--- START OF STORED DATA ---
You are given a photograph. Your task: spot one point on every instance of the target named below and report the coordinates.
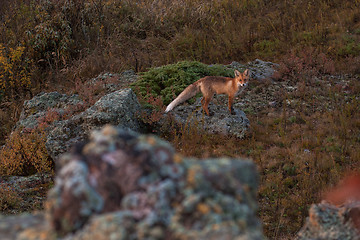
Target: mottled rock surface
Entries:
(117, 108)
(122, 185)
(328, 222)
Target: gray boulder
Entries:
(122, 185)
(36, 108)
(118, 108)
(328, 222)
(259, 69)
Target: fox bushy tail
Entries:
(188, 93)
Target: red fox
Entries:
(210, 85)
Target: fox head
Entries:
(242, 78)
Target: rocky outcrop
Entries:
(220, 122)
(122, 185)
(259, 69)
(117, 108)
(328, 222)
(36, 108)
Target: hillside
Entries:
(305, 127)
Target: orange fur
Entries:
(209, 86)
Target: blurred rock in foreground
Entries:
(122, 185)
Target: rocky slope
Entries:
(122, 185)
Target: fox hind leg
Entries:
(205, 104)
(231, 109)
--- END OF STORED DATA ---
--- START OF STORED DATA ---
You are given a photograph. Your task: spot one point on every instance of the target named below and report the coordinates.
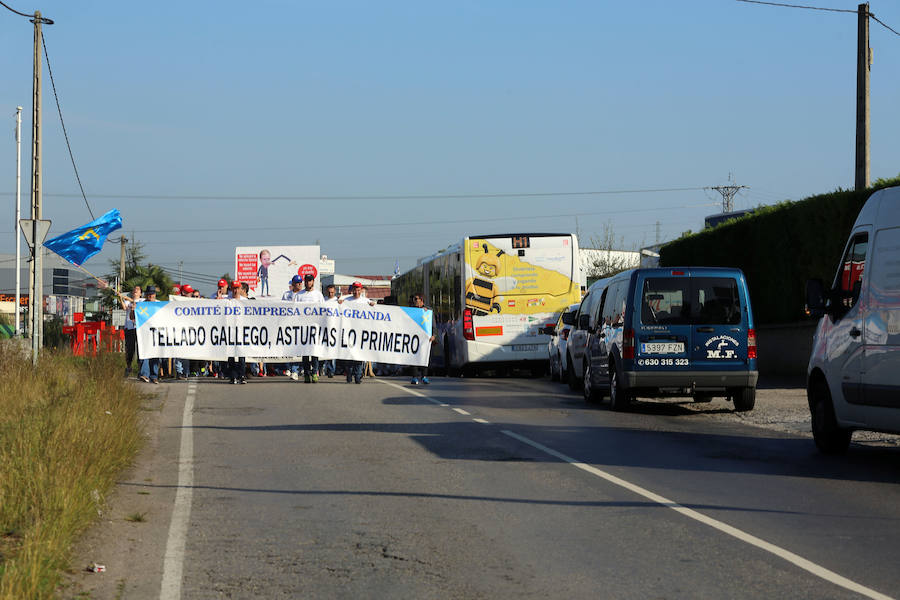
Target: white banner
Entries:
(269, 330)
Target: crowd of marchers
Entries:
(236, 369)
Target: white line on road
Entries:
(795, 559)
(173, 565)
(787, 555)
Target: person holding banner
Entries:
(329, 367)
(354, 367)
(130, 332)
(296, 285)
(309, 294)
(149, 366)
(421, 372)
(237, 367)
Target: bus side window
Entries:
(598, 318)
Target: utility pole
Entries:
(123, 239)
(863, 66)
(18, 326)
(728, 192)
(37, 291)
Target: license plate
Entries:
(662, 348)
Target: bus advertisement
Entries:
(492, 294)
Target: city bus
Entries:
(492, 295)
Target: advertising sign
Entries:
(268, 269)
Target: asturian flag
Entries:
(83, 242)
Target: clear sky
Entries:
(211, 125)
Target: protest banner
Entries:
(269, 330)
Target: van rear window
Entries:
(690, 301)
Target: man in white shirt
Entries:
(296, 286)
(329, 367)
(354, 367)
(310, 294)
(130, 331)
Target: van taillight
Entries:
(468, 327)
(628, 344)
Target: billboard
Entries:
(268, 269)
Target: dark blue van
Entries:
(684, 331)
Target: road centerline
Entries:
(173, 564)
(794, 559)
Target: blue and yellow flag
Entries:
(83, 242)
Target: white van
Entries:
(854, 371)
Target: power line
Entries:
--- END OF STORED DATA ---
Locate every line in the records above that contains the string "banner", and copy each such line.

**RESPONSE TO THE TASK**
Target: white banner
Target: person holding banner
Target: protest banner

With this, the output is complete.